■ **SOURCE TEXT**
■ ■ ■

In additon to these rap sheet creations, Frey also invented a role for himself in a deadly train accident that cost the lives of two female high school students. In what may be his book's most crass flight from reality, Frey remarkably appropriates and manipulates details of the incident so he can falsely portray himself as the tragedy's third victim. It's a cynical and offensive ploy that has left one of the victims' parents bewildered. "As far as I know, he had nothing to do with the accident," said the mother of one of the dead girls. "I figured he was taking license...he's a writer, you know, they don't tell everything that's factual and true."
From MSNBC:
Quote:BASTONE: Well, I mean, the book, one of the incantations that he repeats in the book is that he was alcoholic, a drug addict and a criminal. And the criminal part of his past plays a very important role in the book.
And we decided to take a look at, you know, whether that actually happened and what he did was he blew out of proportion small incidents, especially the kind of single most important arrest described in the book into kind of full-blown fights with police, possession of crack, hitting a cop with a car.
When, in fact, it ended up being about the most vanilla, sort of minor misdemeanor drunk driving thing you could ever come across. And the importance of it is that it serves as kind of almost like a maypole around which a lot of other threads in the book revolve. The fear that he is going to go to prison for three years. These tense confrontations with his parents at a drug rehab center and finally the amazing outcome that he basically attributes to kind of almost a fix that is done on the case.
So it‘s kind of like, I think he needed to burnish what was kind of a run of the mill college boy‘s wrap sheet into this thing where he is bad. I‘m a bad guy. I was a bad guy. I was capital C criminal.

■ ■ ■

■ **DATASET ROWS**
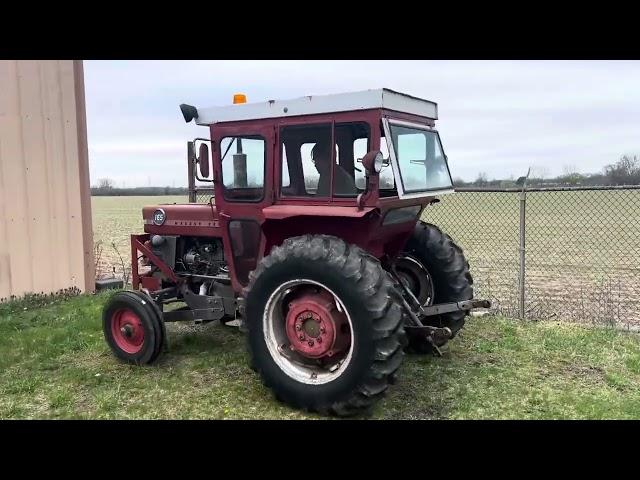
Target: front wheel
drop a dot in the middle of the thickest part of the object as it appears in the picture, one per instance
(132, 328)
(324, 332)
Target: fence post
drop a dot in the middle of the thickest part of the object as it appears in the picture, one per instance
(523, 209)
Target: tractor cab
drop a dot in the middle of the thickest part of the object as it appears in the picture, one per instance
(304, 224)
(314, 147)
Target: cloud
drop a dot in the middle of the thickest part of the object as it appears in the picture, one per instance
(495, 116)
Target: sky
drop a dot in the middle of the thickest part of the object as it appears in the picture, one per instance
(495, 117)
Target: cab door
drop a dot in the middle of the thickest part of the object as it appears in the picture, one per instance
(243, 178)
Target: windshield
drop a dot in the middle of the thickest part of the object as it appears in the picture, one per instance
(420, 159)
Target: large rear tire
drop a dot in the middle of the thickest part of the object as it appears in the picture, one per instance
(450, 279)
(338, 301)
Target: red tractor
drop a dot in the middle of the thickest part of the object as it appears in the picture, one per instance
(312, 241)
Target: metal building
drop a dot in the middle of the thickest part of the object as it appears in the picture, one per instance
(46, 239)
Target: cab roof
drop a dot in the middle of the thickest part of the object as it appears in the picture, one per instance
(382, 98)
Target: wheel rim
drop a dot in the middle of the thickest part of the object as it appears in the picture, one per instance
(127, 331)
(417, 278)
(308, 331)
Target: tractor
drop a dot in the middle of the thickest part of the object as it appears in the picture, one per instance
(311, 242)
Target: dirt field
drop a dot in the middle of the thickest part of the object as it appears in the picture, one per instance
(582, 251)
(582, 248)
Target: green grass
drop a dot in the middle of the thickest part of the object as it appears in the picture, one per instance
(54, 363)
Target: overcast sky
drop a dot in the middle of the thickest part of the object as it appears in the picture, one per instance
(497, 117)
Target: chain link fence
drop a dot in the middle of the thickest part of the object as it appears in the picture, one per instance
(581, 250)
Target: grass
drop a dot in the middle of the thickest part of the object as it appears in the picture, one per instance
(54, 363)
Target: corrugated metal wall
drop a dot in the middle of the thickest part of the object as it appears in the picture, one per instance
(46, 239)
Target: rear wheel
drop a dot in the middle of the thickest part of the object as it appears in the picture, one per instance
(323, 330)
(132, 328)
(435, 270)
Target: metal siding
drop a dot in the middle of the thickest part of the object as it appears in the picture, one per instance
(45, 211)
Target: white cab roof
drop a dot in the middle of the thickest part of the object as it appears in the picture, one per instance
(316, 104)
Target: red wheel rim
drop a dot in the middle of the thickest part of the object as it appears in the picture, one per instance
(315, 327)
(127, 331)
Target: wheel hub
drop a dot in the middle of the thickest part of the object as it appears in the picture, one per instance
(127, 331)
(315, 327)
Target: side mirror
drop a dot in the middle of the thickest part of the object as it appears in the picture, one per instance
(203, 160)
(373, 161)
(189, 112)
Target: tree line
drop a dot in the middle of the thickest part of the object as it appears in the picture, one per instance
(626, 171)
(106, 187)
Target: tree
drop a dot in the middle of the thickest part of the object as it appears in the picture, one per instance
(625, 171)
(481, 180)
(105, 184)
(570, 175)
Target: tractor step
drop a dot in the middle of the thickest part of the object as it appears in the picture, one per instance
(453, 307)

■ ■ ■

■ **TASKS FOR THIS EXERCISE**
a. Rewrite the paragraph of the Frey passage that begins "When, in fact, it ended up" as a short list that keeps its main facts.
b. Extract a section of the Frey passage word for word. Begin at the words "And we decided" and stop after "on the case.".
c. Extend the Frey passage, picking up right after its final sentence.

■ **RESPONSES TO THE TASKS**
a.
- The arrest was actually a very minor misdemeanor drunk-driving incident.
- It still matters because many other threads in the book revolve around it:
  - his fear of going to prison for three years
  - tense confrontations with his parents at a drug rehab center
  - the amazing outcome, which he attributes almost to a fix on the case

b.
And we decided to take a look at, you know, whether that actually happened and what he did was he blew out of proportion small incidents, especially the kind of single most important arrest described in the book into kind of full-blown fights with police, possession of crack, hitting a cop with a car.
When, in fact, it ended up being about the most vanilla, sort of minor misdemeanor drunk driving thing you could ever come across. And the importance of it is that it serves as kind of almost like a maypole around which a lot of other threads in the book revolve. The fear that he is going to go to prison for three years. These tense confrontations with his parents at a drug rehab center and finally the amazing outcome that he basically attributes to kind of almost a fix that is done on the case.

c.
OLBERMANN: A couple of particulars here. How long was he in rehab as opposed to what it says in the book?
BASTONE: We didn‘t look at the rehab stuff. The prison time is what we looked at.
OLBERMANN: Right, the prison time.
BASTONE: He said he initially was looking at three years in an Ohio state facility and then magically the case somehow fell apart against him. But he did three months. We went to the sheriff. The sheriff checked the records. He never was in the facility. Basically it came down—and we confronted him.
He admitted he was in jail for a lot less time than three months and we said well, was it more like one or two days? He said yes, it was something along the lines of that. In reality, we think it was no more than five hours that he would have been in custody in a small Ohio police headquarters that didn‘t even have a secured holding facility, so he was like in a room until someone posted his bail.
OLBERMANN: And this moving story of the death of a girlfriend. I know it‘s a very intricate thing but that doesn‘t hold up to inspection, either?
BASTONE: No. He tells this very detailed story of the death of someone who he portrays as almost kind of his high school sweetheart who gets hit by a train at some point and he creates an entire alternate reality with what happened.
Actually what happened, placing himself in the midst of it. Not that he was driving the car or anything but that he helped facilitate this girl‘s—basically getting hit by the train and how the town turns on him after the fact and he becomes the bad guy, not the guy who drove the car and tried to get past the train. But he was the bad guy. Little Jimmy Frey took a licking for that.
OLBERMANN: Is this a scam? Or is this a man who is exaggerating to sell a book or are those actually one in the same thing?
BASTONE: I would say it‘s a twofer there. I think that he has admitted, you know, when the book came out he told The New York Observer that, you know, he pitched the book to 17 publishers who said no. He pitched it as a fictional work and then Doubleday said yes, but they wouldn‘t publish it as fiction. It came out as fiction.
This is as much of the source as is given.